**WORK REQUIRED:** Return each row below word for word, leaving out the pictures.

★ ★ ★ ★ ★ ★ ★

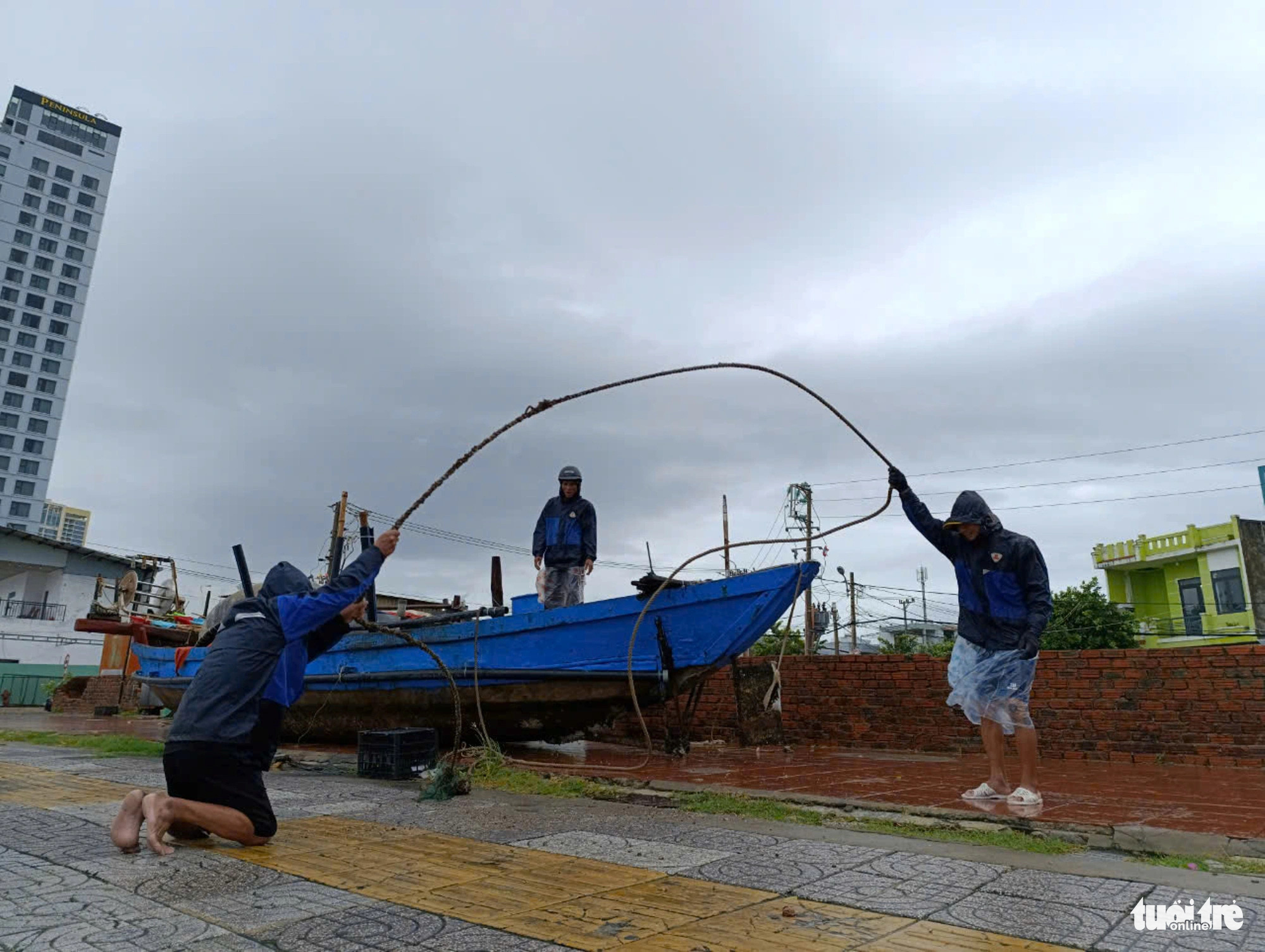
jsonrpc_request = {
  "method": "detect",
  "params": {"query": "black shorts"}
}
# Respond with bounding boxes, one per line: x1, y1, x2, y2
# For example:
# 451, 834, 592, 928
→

★ ★ ★ ★ ★ ★ ★

**SOLUTION FOR THIS EXERCISE:**
jsonrpc_request = {
  "method": "detect",
  "params": {"query": "black shorts"}
}
# Respond with bounding boxes, one per line: x1, y1, x2, y2
# For example:
# 451, 834, 592, 928
→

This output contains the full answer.